A model performs well on the data it has seen, but poorly on unseen data.
However, in practice, during model training we use a validation set for model selection (for example, tuning the learning rate, model size, number of epochs, etc.).
Doesn’t that mean the validation set has actually been used to adjust the model?
If so, can it still be considered “unseen” data?
In Andrew Ng’s lecture slides, he uses the comparison between training error and validation error to diagnose training overfitting (e.g., low training error but high validation error).
Doesn’t that imply that the validation set is considered unseen data?
But if the validation set has already been involved in model selection, can it truly be regarded as unseen?
So I’m confused:
Is the validation set considered “seen” or “unseen”?
How should we think about this distinction in theory versus in practice?
However, Andrew Ng describes overfitting as a situation where a model performs very well on the training set, but poorly on the validation set.
This seems to imply that the validation set is also considered “unseen data.”
I am still confused. Why is the validation set treated as unseen data, even though it is used for model selection and hyperparameter tuning?
This is a beginner level course. I don’t think Andrew has introduced the concept of the test set yet. It comes later.

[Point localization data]
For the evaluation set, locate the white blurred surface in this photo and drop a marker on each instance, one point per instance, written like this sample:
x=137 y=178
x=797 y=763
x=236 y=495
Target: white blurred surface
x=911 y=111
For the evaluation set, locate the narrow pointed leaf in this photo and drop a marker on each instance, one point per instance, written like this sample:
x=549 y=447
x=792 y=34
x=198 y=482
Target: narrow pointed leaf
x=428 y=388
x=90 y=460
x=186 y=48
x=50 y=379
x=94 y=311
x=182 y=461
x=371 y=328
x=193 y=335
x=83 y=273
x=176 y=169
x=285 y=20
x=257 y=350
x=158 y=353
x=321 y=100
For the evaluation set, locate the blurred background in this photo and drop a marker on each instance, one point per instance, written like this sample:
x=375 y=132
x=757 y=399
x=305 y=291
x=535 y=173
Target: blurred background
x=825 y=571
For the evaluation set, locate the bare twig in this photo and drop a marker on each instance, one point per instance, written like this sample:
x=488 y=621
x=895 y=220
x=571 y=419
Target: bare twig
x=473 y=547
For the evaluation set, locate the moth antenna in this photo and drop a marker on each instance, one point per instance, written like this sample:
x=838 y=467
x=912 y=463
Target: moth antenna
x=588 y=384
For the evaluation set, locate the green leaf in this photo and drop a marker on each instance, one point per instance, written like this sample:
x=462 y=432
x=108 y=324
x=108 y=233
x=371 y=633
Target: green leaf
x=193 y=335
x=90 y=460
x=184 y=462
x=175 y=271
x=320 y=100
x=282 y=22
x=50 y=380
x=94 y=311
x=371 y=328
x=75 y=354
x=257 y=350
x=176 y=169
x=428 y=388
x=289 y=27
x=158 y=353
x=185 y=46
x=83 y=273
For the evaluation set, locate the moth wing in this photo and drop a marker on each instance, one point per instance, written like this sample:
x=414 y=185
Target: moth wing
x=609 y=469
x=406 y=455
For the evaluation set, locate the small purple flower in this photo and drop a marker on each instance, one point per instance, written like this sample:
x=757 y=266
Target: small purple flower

» **Prompt A**: In the thread about whether validation data counts as unseen, what are the examples of model selection given in parentheses?
» **Prompt B**: Pick up the thread about whether validation data counts as unseen and continue it after its last sentence.
The records were drawn from a different source than the text.

» **Response area A**: Tuning the learning rate, model size, and number of epochs.

» **Response area B**:
You are correct that the validation set has an impact on the training results. It is used to adjust the hyperparameters, but the features of the validation set data are not directly involved in the training process to set the weight values. So the validation set is partly “unseen data”, and partly visible data.
The complete answer is that the truly “unseen data” is the test set.
Right! Maybe we could say the same thing with slightly different wording and see if it helps at all:
The point is that we don’t actually train the model on the validation dataset: we only use the validation data to check (“validate”) the performance of the trained model and decide whether the performance is bad enough that we need to try the training again with different hyperparameters. So the validation data does influence the final result, but it’s not actually ever computing gradients from the validation data. We only use it in “inference” mode to calculate prediction accuracy on that data.
Overfitting as a general term just means that the actual training data gives better results from the model (prediction accuracy) than some other data on which the model was not actually trained (meaning gradient descent was not run using that other data).
Thanks for your reply,
But now, suppose we have a test set. If the model performs well on both the training and validation sets, but performs poorly on the test set, does that mean we have overfitted to the validation set?
In this situation, both the validation and test sets were not used to compute gradients (i.e., gradient descent was not run on either of them).
Or you mean that when you say “overfitting” here, you are specifically referring to training overfitting — that is, the situation where the model performs much better on the training set than on data that was not used for gradient descent?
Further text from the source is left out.